BEGIN SELECTED PASSAGE

John M. Wolford, Erie, for appellant.

Howard N. Plate, Quinn, Leemhuis, Plate & Dwyer, Erie, for appellee.

Before Hirt, Acting P. J., and Ross, Gunther, Wright, Woodside and Ervin, Jj.

Author: Wright

[ 176 Pa. Super. Page 99]

WRIGHT, Judge.

This is a workmen's compensation case. The controlling issue is whether claimant was injured in the course of her employment, Act of June 2, 1915, P.L. 736, § 301(e), as amended, 77 P.S. § 411, which presents a question of law: Rybitski v. Lebowitz, 175 Pa. Super. 265, 104 A.2d 161. The lower court affirmed an award by the Workmen's Compensation Board, and entered judgment in favor of the claimant. This appeal followed.

At the time of the accident, appellant operated a summer hotel at Cambridge Springs, Crawford County*fn1 Appellee was employed for the summer season under a written contract which provided, inter alia, that she should 'have charge of and prepare all cooking of food, pastries, cakes, et cetera, as may be required to feed and serve all patrons, help and management of said Hotel; to live on the premises and be available at all times for the efficient operation of the

[ 176 Pa. Super. Page 100]

    kitchens of said Hotel' (Italics supplied.) At eight o'clock p. m. on Sunday, August 24, 1947, appellee had finished serving supper, and had made preparations to bake cakes for the next day. She told Mrs. Friedman, 'I am running up to the shower to change my clothes, and in case anything goes on in the kitchen you be around'. Mrs. Friedman replied, 'Certainly'. While in the shower, appellee slipped and fell against the bathtub, injuring her leg, back and head. She was not certain what had caused her to slip, stating, 'Maybe it was a piece of soap or something'. Appellee testified that her working hours were unlimited, sometimes eighteen to twenty hours a day. It was necessary for her to take several showers during that period because of the excessive heat, being customarily released by her employer for that purpose. She also testified that, after the accident, she returned to the kitchen and directed the baking operation.

END SELECTED PASSAGE
BEGIN AVAILABLE DATA

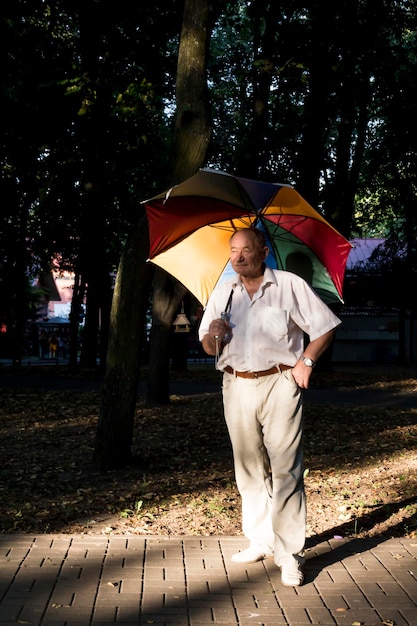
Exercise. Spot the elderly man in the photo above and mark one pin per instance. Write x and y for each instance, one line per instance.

END AVAILABLE DATA

§ **REQUIRED TASK**
Using the court opinion above, answer each question on its own line:
1. Who is named as the opinion's author?
2. In which town did the appellant operate a summer hotel?
3. Which parts of her body did the appellee injure when she fell in the shower?

§ **CORRECT RESULT**
1. Wright
2. Cambridge Springs, Crawford County
3. Her leg, back and head